§ Instructions for the task: How many lines of the records contain the string "bridge"? Matching is case-sensitive. Give only the number.

::: Entries supplied :::

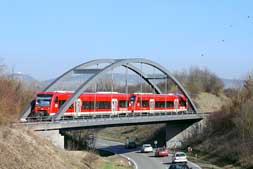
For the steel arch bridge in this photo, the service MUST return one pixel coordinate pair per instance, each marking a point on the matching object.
(111, 64)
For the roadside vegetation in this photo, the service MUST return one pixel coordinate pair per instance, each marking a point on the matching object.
(227, 137)
(22, 148)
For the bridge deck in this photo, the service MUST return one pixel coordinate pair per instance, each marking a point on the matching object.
(110, 121)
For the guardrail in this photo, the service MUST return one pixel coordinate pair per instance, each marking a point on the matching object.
(112, 116)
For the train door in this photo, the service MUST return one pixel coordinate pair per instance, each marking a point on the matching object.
(152, 105)
(77, 107)
(176, 102)
(114, 105)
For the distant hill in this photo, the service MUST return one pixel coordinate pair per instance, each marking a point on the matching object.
(26, 79)
(73, 81)
(232, 83)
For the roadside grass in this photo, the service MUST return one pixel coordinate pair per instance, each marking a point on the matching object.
(113, 162)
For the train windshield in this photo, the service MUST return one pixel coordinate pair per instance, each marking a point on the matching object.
(132, 99)
(43, 99)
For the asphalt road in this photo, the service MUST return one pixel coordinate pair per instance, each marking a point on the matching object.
(141, 160)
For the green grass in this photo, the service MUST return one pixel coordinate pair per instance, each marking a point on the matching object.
(110, 165)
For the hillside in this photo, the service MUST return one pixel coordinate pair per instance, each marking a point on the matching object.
(21, 149)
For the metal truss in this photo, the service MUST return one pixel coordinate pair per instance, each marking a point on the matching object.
(98, 73)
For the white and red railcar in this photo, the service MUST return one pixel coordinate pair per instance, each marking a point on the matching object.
(107, 103)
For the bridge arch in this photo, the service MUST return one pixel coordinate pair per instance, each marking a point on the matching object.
(98, 73)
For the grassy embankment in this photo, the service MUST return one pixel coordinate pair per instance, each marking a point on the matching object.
(21, 148)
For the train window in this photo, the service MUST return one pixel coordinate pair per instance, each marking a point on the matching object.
(99, 105)
(56, 99)
(170, 104)
(182, 103)
(103, 105)
(160, 104)
(132, 99)
(145, 103)
(44, 95)
(61, 102)
(123, 103)
(88, 105)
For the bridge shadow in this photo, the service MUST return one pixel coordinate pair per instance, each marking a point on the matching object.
(118, 149)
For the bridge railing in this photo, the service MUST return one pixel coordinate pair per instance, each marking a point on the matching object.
(111, 117)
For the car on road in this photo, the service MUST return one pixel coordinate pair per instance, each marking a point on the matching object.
(130, 144)
(161, 152)
(179, 157)
(179, 166)
(146, 148)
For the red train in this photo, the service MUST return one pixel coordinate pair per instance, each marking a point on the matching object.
(107, 103)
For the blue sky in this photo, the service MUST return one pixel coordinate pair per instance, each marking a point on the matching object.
(45, 38)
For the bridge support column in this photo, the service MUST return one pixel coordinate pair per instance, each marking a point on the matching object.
(173, 132)
(54, 136)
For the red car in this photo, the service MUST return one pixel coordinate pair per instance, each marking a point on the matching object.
(161, 152)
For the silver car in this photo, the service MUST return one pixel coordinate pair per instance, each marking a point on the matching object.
(179, 157)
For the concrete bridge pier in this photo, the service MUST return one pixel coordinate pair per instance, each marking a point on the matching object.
(173, 132)
(54, 136)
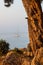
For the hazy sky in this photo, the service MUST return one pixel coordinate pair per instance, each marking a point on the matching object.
(12, 19)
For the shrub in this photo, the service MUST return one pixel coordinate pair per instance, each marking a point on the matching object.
(4, 47)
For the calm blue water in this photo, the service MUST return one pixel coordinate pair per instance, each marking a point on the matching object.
(15, 40)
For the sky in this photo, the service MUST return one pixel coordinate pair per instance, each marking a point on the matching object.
(12, 19)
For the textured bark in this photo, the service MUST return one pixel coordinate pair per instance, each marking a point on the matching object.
(35, 23)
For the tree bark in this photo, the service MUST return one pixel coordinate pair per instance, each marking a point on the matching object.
(35, 23)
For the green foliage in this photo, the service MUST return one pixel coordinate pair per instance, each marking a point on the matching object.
(18, 51)
(29, 48)
(4, 47)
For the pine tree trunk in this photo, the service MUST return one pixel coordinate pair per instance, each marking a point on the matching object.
(35, 23)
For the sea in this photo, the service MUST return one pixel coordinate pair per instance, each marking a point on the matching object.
(15, 40)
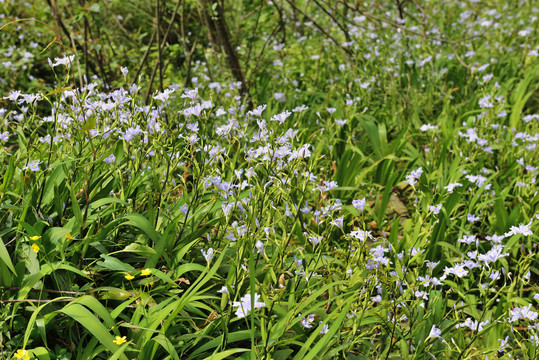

:::

§ Written answer: 7